EXERCISE DETAILS: Print every one of the lines below word for word, leaving out the pictures.
..............................
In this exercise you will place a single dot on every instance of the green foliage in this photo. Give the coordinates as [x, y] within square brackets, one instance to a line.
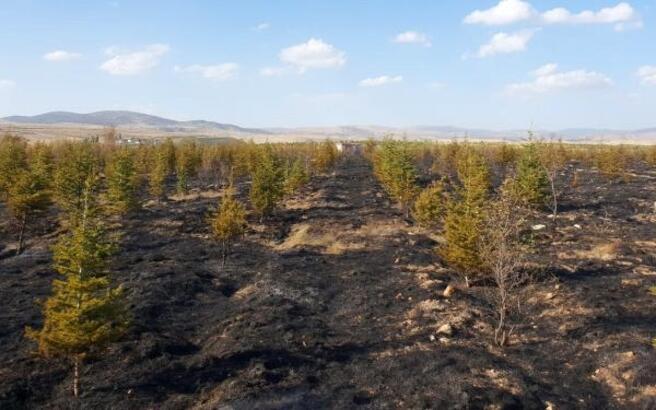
[13, 160]
[268, 178]
[29, 194]
[85, 312]
[394, 166]
[466, 214]
[228, 222]
[78, 165]
[429, 208]
[187, 160]
[160, 171]
[531, 182]
[295, 176]
[122, 182]
[325, 156]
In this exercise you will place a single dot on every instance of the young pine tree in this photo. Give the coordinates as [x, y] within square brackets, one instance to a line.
[85, 312]
[30, 194]
[531, 181]
[122, 182]
[228, 222]
[186, 165]
[295, 176]
[159, 172]
[78, 163]
[13, 160]
[429, 207]
[394, 167]
[268, 179]
[465, 215]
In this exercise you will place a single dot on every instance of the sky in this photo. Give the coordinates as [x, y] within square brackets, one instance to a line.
[508, 64]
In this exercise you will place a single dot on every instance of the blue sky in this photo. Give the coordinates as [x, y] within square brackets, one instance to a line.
[490, 64]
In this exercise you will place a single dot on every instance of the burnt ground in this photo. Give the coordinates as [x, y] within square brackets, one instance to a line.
[336, 301]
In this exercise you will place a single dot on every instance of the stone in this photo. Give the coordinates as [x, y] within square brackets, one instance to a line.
[446, 329]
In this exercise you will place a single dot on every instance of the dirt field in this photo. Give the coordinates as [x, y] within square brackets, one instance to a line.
[337, 302]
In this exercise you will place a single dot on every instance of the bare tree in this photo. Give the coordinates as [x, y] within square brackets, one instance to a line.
[553, 158]
[504, 256]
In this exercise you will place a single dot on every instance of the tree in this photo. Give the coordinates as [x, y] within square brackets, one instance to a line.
[429, 207]
[186, 165]
[159, 172]
[553, 157]
[122, 182]
[394, 167]
[30, 194]
[325, 156]
[268, 178]
[531, 181]
[465, 214]
[295, 176]
[85, 312]
[503, 256]
[13, 160]
[228, 222]
[78, 164]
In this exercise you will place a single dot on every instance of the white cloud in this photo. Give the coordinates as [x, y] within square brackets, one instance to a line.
[315, 53]
[4, 84]
[506, 12]
[136, 62]
[413, 37]
[274, 71]
[548, 78]
[382, 80]
[505, 43]
[621, 15]
[647, 74]
[218, 72]
[61, 56]
[262, 27]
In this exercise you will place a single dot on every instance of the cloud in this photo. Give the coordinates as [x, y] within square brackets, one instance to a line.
[5, 84]
[620, 14]
[413, 37]
[378, 81]
[506, 12]
[505, 43]
[61, 56]
[133, 63]
[548, 79]
[647, 74]
[262, 27]
[274, 71]
[623, 15]
[315, 53]
[217, 72]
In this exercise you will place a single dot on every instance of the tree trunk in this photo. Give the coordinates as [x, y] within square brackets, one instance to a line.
[21, 234]
[224, 253]
[76, 376]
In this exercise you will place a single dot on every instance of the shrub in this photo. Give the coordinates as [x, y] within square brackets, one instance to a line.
[85, 312]
[465, 215]
[122, 182]
[429, 207]
[531, 183]
[228, 222]
[268, 180]
[395, 169]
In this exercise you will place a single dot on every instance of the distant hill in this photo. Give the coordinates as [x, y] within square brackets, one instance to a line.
[134, 123]
[125, 119]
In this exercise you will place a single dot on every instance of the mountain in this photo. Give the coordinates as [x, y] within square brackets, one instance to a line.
[126, 119]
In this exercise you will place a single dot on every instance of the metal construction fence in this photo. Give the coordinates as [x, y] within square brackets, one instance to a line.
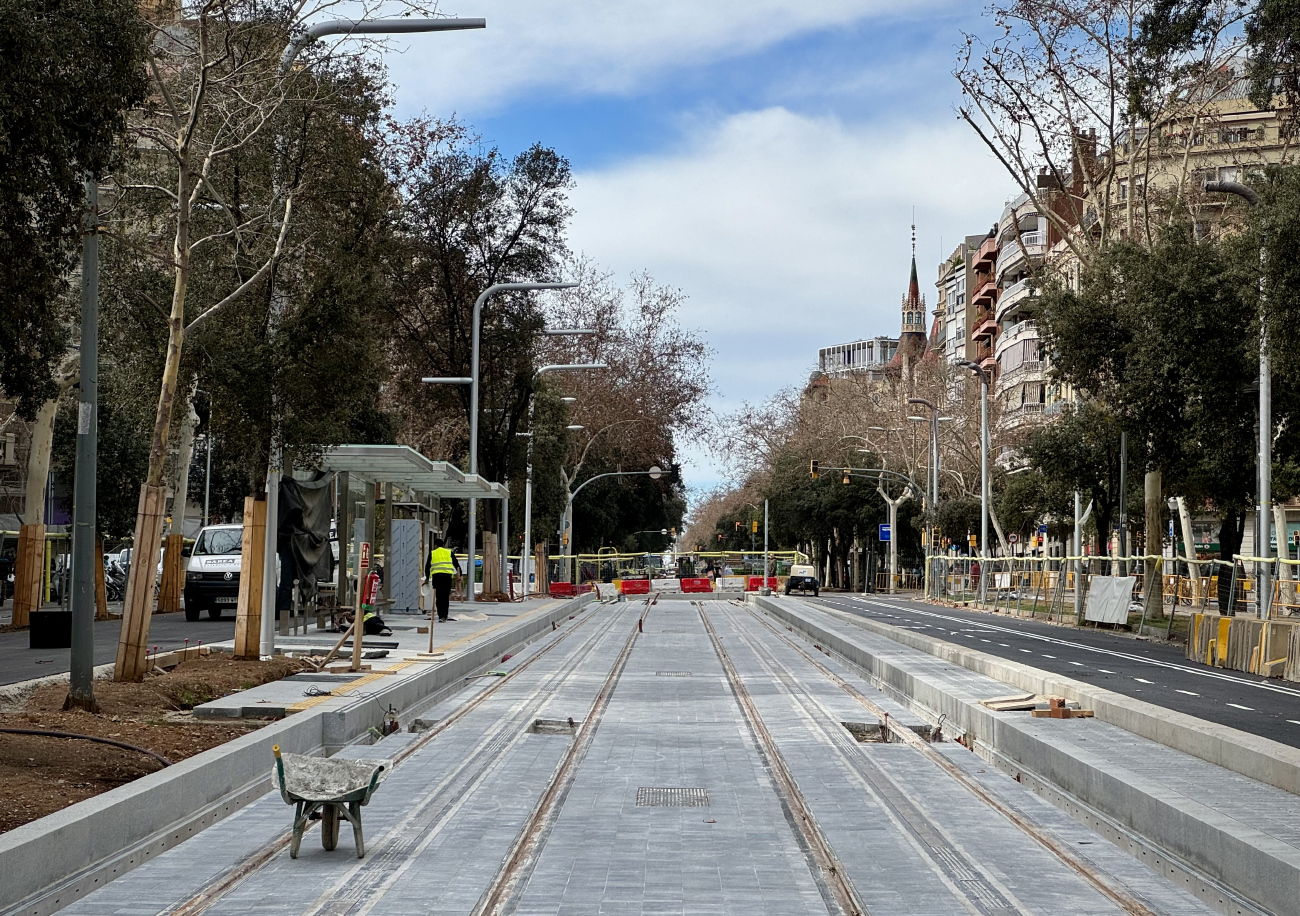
..............................
SOLVED PROBLEM:
In this exercise you will place a single dot on every instance of the green foliage in this photo. Give the coordinates as [x, y] within square brackets, one instance to a line.
[13, 160]
[268, 178]
[29, 194]
[85, 312]
[394, 166]
[466, 214]
[228, 222]
[78, 165]
[429, 208]
[187, 160]
[160, 171]
[531, 182]
[295, 176]
[122, 182]
[325, 156]
In this exercise you will place a single dot on every instance of the young pine tree in this photo. Give the coordinates as [x, y] within square brackets, one instance to a line.
[85, 312]
[30, 194]
[531, 181]
[122, 182]
[228, 222]
[186, 165]
[295, 176]
[159, 172]
[78, 163]
[13, 160]
[429, 207]
[394, 167]
[268, 179]
[465, 215]
In this exercise you will place a single dot on every instance of the sky in this photo. Give the coordinates as [x, y] within square brackets, one instance to a line.
[508, 64]
In this exercise you will place a single dot on every instance of the blue sky in this photo. Give the coordinates as [x, y] within square brackets, one instance to a line.
[490, 64]
In this exercise you will place a single dot on every instance of the burnt ground in this photo. Give the coordinates as [x, y] within square brackets, one instance to a line.
[336, 301]
In this exercise you will place a single dot on every instance of the stone in this photo. Give the coordinates as [x, y] within square brackets, one instance to a line.
[446, 329]
In this exercise you will place a single dot on every instance of the dirt field in this photo. Give the coordinates as [x, y] within square brackets, one instance to a line.
[337, 302]
In this exercise you will place a single dot on every instance of the bare tree in this photo. Give the coordinates as [x, y] within square brackets, one instance to a line.
[553, 158]
[504, 256]
In this exercise you will place a single dot on every instance of the tree in this photo. Give the coordinates as [x, y] within square brackets, one instance to a line.
[429, 207]
[186, 165]
[159, 172]
[553, 157]
[122, 182]
[394, 167]
[30, 194]
[325, 156]
[268, 178]
[531, 181]
[465, 214]
[295, 176]
[85, 312]
[503, 256]
[13, 160]
[228, 222]
[78, 164]
In this exercise you will place a single dot on every instance of the white cloud in this photo. Give the coordinates as [x, y] within square brackets, one instance to a line.
[315, 53]
[4, 84]
[506, 12]
[136, 62]
[413, 37]
[274, 71]
[548, 78]
[382, 80]
[505, 43]
[621, 15]
[647, 74]
[218, 72]
[61, 56]
[262, 27]
In this exercise you will place a single dot on every instance of the cloud in this photo. Give the coordinates as [x, y] within square brackets, one instance to a line.
[5, 84]
[620, 14]
[413, 37]
[378, 81]
[506, 12]
[505, 43]
[61, 56]
[133, 63]
[548, 79]
[647, 74]
[262, 27]
[274, 71]
[623, 15]
[315, 53]
[217, 72]
In this exercise you will place a single dot on every instance of the tree trunk in this photo. Give the coordinates as [x, y] within square brackets, one instance to a line.
[21, 234]
[224, 253]
[76, 376]
In this exercise you will place a single dot on every instance of the shrub in this photo. Give the coordinates as [x, y] within square brackets, one instance to a line.
[85, 312]
[465, 215]
[122, 182]
[429, 207]
[531, 183]
[228, 222]
[268, 180]
[395, 169]
In this exercise you will place a single dot on every instance of the distant hill in this photo. Give the coordinates as [x, y] within square brackets, one instance to a line.
[134, 123]
[125, 119]
In this exercise you will place a single dot on every instance of the mountain in this photo. Give the coordinates as [x, y] within square brackets, one instance to a line.
[126, 119]
In this exercise you will place a single dot on every instance of the metal construction fence in this photo. Give the coordinates as [x, y] within square brackets, one instance to a line.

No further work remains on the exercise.